--- BEGIN ---

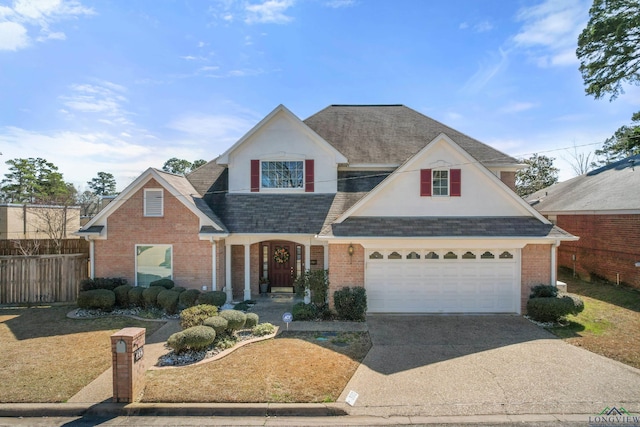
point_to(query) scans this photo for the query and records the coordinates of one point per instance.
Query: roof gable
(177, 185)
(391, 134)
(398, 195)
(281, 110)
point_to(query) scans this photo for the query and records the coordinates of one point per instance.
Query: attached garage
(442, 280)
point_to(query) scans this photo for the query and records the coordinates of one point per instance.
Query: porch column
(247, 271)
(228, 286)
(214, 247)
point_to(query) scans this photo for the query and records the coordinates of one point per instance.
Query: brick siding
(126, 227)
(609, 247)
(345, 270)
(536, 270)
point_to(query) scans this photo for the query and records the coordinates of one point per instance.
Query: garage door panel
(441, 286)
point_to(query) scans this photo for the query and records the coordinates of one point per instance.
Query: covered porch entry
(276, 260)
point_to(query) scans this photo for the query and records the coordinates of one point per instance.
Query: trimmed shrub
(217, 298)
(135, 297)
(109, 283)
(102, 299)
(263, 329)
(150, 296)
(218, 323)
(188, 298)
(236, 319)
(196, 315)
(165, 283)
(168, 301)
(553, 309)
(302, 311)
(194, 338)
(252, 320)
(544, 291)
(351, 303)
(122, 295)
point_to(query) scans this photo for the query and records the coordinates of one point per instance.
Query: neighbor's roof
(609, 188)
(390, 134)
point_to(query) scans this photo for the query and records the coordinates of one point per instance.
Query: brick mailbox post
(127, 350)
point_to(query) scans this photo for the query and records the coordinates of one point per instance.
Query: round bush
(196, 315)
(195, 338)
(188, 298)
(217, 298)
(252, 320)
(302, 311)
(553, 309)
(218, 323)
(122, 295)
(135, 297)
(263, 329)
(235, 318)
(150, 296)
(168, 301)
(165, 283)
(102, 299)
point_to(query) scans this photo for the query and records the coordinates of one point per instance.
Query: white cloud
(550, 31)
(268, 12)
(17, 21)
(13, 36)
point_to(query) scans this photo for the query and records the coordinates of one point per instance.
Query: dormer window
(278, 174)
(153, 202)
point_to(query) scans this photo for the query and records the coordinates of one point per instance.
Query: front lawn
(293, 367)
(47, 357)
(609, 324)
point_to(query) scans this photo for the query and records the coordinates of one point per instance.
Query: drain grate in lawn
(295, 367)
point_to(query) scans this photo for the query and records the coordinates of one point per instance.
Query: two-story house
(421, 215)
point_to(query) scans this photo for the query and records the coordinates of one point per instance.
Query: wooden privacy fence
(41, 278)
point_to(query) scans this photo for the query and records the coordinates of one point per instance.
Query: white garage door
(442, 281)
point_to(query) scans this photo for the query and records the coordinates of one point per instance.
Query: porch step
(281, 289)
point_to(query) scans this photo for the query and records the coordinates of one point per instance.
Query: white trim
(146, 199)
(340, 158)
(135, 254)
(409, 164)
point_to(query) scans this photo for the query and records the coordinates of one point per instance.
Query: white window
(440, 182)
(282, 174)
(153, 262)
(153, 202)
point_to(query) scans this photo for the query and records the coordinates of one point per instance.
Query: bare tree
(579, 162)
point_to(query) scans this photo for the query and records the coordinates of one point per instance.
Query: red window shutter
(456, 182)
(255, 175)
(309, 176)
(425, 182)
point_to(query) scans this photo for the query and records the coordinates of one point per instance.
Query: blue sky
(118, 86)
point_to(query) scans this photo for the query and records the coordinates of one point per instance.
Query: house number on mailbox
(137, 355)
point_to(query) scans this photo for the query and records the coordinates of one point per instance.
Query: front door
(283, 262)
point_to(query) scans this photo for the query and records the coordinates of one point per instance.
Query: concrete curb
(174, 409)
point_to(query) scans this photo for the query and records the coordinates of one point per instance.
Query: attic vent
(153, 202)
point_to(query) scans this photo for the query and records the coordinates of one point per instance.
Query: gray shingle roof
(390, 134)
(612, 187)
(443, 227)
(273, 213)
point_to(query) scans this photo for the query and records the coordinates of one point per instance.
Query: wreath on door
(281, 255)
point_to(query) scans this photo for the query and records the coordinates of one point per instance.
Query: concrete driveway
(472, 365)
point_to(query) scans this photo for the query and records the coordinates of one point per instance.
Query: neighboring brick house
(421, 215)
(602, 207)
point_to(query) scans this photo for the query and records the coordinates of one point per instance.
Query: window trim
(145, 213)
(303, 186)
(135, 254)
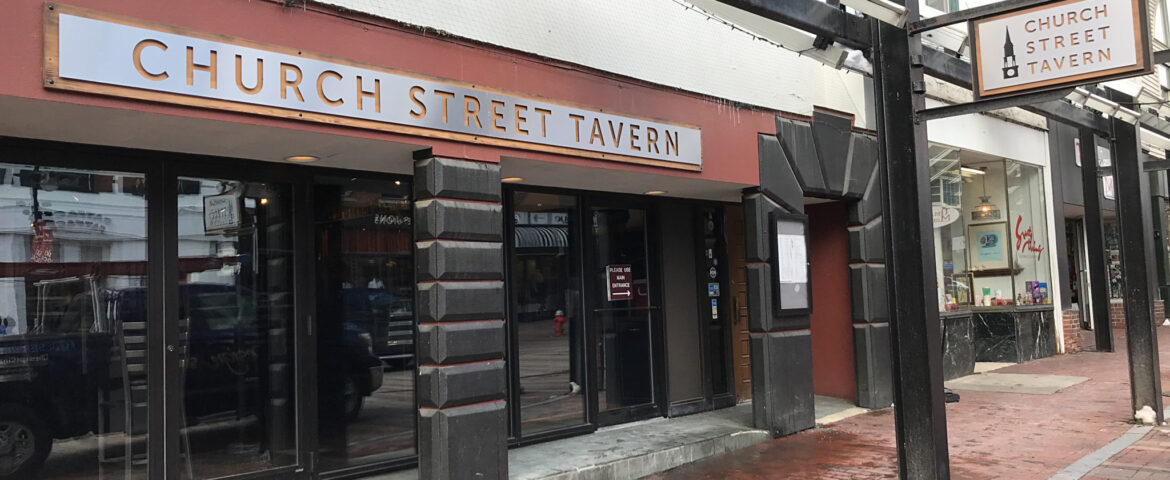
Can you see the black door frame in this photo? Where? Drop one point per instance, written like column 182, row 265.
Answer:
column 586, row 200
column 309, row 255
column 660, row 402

--- END ---

- **What is expected**:
Make a word-for-word copy of the entries, without any pictures.

- **Output**:
point_to(query) scans this photo for the query and records the coordinates of one point per instance.
Query: roof gable
(177, 185)
(391, 134)
(398, 195)
(281, 110)
point_to(query) scans this photo for the query and records the coordinates of one point per instance.
Query: attached garage
(442, 280)
point_to(query) scans this photo for the query and records the coordinates of one point per instance.
Query: porch column
(247, 271)
(228, 286)
(214, 247)
point_to(query) scans this photo for the query and records the coordinates of one point per instance.
Query: brick siding
(126, 227)
(609, 247)
(345, 270)
(536, 270)
point_to(query) scans this photo for the query and records the coordinates of one point per instance.
Query: garage door panel
(441, 286)
point_to(query) scans this photo for the query and records the coordinates of one point per instance.
Query: covered porch entry
(276, 260)
point_to(query) scans this photo for the query and records the coordinates of one point per instance.
Query: trimmed shrub
(217, 298)
(135, 297)
(109, 283)
(102, 299)
(263, 329)
(150, 296)
(218, 323)
(188, 298)
(236, 319)
(196, 315)
(165, 283)
(168, 301)
(553, 309)
(302, 311)
(194, 338)
(252, 320)
(544, 291)
(351, 303)
(122, 295)
point_to(query) scans this photo for the query and records the coordinates of one point per instance.
Query: neighbor's roof
(609, 188)
(390, 134)
point_to(query) scans this photo for the query and records the coordinates of one point per instance.
Query: brick mailbox post
(127, 350)
point_to(query) scans this photo for the query and records the coordinates of one point per instance.
Query: round bush
(196, 315)
(195, 338)
(188, 298)
(217, 298)
(252, 320)
(302, 311)
(553, 309)
(218, 323)
(122, 295)
(135, 297)
(263, 329)
(235, 318)
(150, 296)
(168, 301)
(165, 283)
(102, 299)
point_to(query) scans this photo for the query and records the coordinates of one point per instance.
Query: white cloud
(550, 31)
(268, 12)
(17, 21)
(13, 36)
point_to(query) scans this photo for the query and records the coordinates of one point per instance.
Query: dormer window
(278, 174)
(153, 202)
point_to(query) scans this photo for the query and records the coordinates of one point per instance.
Query: front lawn
(293, 367)
(47, 357)
(609, 324)
point_to(query) scans this photo for the query and records the coordinates of one point per instance.
Query: drain grate in lawn
(295, 367)
point_to(query) scans this photo for the query and records the coordinates of one point per instance.
Query: two-story house
(421, 215)
point_to(query) scans this photo for the query and records the coordinates of one point per instance.
Query: wooden privacy fence
(41, 278)
point_to(query) scans this photo for the query and records the coordinates of one point per instance.
Query: white garage door
(442, 281)
point_to(query) scans this photo for the query and records the coordinates of one point per instance.
Query: porch step
(281, 289)
point_to(query) scans this photo for the query and records the coordinates of one point per instance.
Query: white trim
(146, 199)
(340, 158)
(135, 254)
(409, 164)
point_to(query) scans this photo for the query and records the coordinates of one point per instance.
Query: white window
(440, 182)
(282, 174)
(153, 262)
(153, 202)
point_to(query) scans this photo for the query and records the coordinates of one point per instance.
Query: bare tree
(579, 162)
point_to(query) scans this photo for the query and records the coordinates of one point per instance.
Query: red window shutter
(456, 182)
(255, 175)
(309, 176)
(425, 182)
point_to(query) scans this photo for the query and records the coordinates of one point per instance.
Query: blue sky
(118, 86)
point_to(query) scans this photo for the query and records the coordinates of one point per instance.
Query: house number on mailbox
(137, 355)
point_to(query) scans this photo for the query and records the coordinates of one point per instance.
Query: front door
(283, 262)
point_to(query) scans this photo for the query and records the coordinates of one point per instance.
Query: concrete curb
(174, 409)
point_to(query) scans this photo for the query and records the coordinates of one point per instance.
Query: attic vent
(153, 202)
point_to(query) scans this photo for the query and records the coordinates of one point per instance.
Query: gray shingle roof
(390, 134)
(612, 187)
(443, 227)
(273, 213)
point_to(query) scans this photo for the query and records the coordinates of one point per instance.
Query: wreath on door
(281, 255)
point_to(query) scans this photo for the query and records the coordinates of one point per instance.
Query: concrete driveway
(472, 365)
point_to(query) scans this photo for the query and records the coordinates of one point per instance.
Query: neighboring brick house
(421, 215)
(602, 207)
point_to(query) scans this photo for the query and records the coordinates of one point per instance.
Query: window trim
(145, 213)
(303, 186)
(135, 254)
Can you see the black door frame in this photo? Where? Drop one point per instance, written like column 182, row 265.
Answer:
column 586, row 200
column 309, row 255
column 660, row 402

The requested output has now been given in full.